_EXERCISE PROMPT_. Output only the lines from the one holding "Expected output: one marker per instance of the orange steel" to the end of the data below, please, copied exactly.

Coordinate annotation records:

BEGIN

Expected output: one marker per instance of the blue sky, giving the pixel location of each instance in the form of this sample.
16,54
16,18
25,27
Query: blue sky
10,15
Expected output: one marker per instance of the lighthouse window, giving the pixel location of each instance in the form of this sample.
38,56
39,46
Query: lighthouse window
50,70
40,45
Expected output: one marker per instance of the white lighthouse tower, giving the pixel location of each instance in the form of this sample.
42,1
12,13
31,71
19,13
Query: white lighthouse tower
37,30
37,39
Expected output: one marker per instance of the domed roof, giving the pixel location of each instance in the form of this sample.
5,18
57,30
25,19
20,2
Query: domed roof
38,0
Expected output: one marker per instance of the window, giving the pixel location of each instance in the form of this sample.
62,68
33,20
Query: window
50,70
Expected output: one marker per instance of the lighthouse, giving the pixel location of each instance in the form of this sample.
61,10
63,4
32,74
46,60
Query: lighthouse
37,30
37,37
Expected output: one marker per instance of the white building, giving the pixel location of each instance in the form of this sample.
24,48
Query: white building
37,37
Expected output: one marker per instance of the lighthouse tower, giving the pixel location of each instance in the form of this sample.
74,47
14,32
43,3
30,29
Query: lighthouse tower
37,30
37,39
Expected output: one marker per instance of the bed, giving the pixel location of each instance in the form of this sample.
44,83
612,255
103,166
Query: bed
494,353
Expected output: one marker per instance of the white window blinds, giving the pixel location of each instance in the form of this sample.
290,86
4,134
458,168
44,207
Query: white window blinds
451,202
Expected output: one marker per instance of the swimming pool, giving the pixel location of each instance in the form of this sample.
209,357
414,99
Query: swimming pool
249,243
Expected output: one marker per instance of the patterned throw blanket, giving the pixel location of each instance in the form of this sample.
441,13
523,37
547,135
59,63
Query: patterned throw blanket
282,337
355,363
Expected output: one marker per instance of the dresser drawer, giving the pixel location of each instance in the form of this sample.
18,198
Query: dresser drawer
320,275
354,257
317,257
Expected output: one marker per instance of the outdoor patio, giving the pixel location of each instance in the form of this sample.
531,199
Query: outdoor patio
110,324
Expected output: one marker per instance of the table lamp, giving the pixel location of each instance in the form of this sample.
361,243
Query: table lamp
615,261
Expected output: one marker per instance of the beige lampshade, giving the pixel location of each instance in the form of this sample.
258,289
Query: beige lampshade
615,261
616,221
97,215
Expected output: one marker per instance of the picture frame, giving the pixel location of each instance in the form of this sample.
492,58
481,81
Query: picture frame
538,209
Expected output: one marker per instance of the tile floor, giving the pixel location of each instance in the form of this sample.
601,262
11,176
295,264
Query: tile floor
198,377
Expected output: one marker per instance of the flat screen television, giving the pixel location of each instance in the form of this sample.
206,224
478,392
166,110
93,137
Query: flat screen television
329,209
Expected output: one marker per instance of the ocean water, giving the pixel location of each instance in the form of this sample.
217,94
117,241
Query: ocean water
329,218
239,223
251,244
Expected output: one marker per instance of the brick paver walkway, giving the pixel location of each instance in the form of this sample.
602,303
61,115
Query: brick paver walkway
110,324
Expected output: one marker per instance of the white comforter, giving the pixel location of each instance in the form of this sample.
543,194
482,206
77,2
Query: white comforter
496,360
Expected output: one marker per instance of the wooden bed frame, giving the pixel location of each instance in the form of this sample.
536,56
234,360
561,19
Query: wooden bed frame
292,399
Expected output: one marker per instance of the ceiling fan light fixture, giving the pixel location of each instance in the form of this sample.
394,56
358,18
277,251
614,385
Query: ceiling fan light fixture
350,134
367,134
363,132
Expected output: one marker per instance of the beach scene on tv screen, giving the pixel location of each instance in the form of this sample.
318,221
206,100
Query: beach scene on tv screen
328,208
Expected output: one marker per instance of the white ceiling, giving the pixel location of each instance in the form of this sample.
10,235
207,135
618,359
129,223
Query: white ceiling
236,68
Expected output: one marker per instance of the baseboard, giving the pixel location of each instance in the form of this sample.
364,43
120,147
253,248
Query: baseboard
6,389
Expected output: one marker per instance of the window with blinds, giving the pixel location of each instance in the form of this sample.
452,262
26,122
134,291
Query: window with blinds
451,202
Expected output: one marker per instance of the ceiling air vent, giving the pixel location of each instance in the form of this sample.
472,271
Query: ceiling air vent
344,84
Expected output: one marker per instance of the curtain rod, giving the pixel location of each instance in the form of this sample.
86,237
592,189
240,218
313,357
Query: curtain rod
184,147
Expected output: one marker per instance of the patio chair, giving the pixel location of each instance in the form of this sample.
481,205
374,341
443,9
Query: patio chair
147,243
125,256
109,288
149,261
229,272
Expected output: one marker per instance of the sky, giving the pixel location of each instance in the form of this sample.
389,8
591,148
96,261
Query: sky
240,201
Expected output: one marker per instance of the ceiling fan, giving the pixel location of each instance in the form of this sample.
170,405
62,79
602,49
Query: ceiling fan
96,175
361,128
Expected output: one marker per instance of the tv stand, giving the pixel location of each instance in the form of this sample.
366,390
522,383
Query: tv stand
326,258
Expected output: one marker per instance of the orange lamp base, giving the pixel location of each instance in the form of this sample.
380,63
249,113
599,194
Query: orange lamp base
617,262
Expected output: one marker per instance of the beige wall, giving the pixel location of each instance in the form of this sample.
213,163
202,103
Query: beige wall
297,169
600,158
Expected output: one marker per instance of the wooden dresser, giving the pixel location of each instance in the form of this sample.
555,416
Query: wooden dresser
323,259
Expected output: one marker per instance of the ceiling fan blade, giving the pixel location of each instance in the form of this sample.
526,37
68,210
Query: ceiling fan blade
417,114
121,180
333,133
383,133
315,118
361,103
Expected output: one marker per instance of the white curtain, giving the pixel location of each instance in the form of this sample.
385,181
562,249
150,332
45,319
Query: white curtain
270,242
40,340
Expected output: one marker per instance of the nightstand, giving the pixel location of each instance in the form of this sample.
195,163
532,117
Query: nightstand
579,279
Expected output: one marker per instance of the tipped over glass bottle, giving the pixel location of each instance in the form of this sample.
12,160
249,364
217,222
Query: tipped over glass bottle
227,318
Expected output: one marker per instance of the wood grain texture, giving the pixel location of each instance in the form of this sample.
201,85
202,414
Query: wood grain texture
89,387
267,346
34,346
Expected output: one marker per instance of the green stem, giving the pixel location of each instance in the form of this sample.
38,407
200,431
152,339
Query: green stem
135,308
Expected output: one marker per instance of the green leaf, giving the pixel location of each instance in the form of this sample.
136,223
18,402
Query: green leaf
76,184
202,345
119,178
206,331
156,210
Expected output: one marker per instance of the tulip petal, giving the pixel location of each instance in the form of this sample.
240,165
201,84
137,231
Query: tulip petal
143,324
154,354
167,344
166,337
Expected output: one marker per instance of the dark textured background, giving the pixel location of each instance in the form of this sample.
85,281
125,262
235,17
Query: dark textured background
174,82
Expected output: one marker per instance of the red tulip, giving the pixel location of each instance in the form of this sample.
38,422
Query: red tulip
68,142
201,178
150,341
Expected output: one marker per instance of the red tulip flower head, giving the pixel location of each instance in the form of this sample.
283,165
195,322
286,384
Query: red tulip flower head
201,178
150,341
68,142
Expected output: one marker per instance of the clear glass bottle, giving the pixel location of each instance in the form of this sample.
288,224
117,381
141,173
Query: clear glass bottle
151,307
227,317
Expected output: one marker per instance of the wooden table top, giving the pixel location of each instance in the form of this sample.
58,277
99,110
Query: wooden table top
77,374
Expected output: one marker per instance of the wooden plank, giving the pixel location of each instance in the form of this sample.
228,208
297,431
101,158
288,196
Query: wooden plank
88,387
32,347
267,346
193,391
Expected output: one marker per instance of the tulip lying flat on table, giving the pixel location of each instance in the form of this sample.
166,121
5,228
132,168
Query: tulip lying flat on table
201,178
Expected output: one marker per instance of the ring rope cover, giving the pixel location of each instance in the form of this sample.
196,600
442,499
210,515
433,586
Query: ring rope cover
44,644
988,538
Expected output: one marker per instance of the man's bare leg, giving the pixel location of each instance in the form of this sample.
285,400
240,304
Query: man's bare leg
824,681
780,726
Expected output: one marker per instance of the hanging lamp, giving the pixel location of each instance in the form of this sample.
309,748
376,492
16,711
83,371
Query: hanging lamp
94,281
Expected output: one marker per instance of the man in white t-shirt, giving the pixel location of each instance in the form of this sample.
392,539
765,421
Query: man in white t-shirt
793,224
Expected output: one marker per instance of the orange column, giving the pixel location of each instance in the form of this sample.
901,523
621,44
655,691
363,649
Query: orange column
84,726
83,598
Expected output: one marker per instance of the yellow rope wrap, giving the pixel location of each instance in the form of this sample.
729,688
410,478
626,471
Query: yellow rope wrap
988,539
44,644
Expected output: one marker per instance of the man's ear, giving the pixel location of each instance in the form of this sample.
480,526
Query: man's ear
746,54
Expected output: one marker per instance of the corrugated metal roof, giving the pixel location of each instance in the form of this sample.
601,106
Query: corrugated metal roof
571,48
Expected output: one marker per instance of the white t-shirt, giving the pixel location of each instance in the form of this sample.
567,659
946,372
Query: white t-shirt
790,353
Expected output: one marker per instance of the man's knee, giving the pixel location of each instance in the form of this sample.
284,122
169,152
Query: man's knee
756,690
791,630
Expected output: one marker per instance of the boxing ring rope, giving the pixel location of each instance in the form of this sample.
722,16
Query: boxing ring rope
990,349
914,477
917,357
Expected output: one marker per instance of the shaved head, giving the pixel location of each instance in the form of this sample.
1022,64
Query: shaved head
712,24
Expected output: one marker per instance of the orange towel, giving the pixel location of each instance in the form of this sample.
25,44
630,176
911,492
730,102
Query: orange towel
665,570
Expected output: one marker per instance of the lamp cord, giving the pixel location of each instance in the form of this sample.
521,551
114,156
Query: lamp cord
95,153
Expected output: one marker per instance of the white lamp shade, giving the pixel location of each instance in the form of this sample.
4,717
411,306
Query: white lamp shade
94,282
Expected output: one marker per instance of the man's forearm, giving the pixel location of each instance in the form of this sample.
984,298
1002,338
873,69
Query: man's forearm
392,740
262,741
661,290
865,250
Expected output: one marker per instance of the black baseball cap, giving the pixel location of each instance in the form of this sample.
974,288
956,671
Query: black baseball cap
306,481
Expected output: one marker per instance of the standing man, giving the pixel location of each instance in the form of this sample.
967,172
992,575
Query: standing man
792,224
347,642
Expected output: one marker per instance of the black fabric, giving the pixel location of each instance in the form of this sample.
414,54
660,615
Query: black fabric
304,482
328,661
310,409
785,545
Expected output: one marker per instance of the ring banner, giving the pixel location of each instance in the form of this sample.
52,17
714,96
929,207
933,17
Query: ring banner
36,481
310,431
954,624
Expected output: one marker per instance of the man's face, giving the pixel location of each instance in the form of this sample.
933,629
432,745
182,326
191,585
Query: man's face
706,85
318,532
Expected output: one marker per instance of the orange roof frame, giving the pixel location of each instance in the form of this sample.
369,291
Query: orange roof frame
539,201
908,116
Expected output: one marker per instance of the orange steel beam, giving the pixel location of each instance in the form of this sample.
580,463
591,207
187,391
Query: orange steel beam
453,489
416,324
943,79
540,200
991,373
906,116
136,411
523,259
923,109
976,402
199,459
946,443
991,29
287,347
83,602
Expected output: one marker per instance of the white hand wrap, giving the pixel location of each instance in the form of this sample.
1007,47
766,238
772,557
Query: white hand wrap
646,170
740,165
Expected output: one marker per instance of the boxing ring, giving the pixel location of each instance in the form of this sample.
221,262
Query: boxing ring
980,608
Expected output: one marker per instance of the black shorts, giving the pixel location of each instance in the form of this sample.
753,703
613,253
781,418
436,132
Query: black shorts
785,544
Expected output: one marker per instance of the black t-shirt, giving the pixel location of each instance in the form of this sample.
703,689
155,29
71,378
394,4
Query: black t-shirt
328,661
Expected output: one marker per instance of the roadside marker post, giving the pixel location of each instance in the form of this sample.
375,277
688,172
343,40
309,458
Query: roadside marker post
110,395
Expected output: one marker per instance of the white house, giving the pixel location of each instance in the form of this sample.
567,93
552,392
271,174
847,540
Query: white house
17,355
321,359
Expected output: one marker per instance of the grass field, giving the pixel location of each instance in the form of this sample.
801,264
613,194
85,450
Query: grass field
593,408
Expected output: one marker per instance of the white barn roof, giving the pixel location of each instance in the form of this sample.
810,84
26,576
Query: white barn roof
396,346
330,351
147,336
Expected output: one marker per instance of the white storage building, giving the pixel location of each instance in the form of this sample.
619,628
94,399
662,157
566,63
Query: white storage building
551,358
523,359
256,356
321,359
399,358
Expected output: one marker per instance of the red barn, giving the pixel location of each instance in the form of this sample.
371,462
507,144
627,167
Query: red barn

END

_COMPLETE ANSWER_.
Expected output: one marker per instance of the orange steel beam, giving the pixel location of each instance in the form of this sample.
580,463
591,207
187,391
Query: orange steel beam
453,489
416,324
943,79
540,200
991,373
906,116
136,411
523,259
923,109
976,402
199,459
946,443
991,29
287,347
83,602
Expected output: one marker per instance of the white hand wrap, giving the pixel location of each instance in the form of this sample.
1007,47
766,238
772,557
Query: white hand wrap
646,170
740,165
Expected output: one marker per instance of the boxing ring, giving the pixel location of each instance in the form of this sample.
221,262
Query: boxing ring
980,608
Expected output: one marker per instance of the black shorts, giving the pixel location of each instance in the form of this sample.
753,703
613,253
781,418
436,132
Query: black shorts
785,544
Expected output: one marker per instance of the black t-shirt, giving the pixel location of each instance in the form of this sample.
703,689
155,29
71,378
394,4
Query: black t-shirt
328,661
Expected output: one marker per instance of the roadside marker post, giving the pixel location of each instance in the form of this sample.
375,277
688,172
343,40
309,458
Query: roadside marker post
110,395
Expected output: one marker per instance of the white house, giving the pixel location of each instance in the form of this sample.
567,93
552,392
271,174
847,540
Query: white house
17,355
321,359
Expected output: one marker per instance of the grass field, giving the pixel location of each instance in the form of this sample.
801,264
613,194
85,450
Query: grass field
593,408
Expected output: one marker per instance of the white barn roof, giving the pixel location of each instance in the form of this sample.
810,84
26,576
Query: white barn roof
396,346
330,351
147,336
Expected output: one marker per instance of the white storage building, giving the pixel location of each instance in the form of this sample.
619,628
94,399
662,157
566,63
Query: white storage building
551,358
523,359
256,356
321,359
399,358
Expected output: one marker per instance of the red barn, giving the pixel location of each instance in the form of this sample.
371,462
507,144
627,167
Query: red barn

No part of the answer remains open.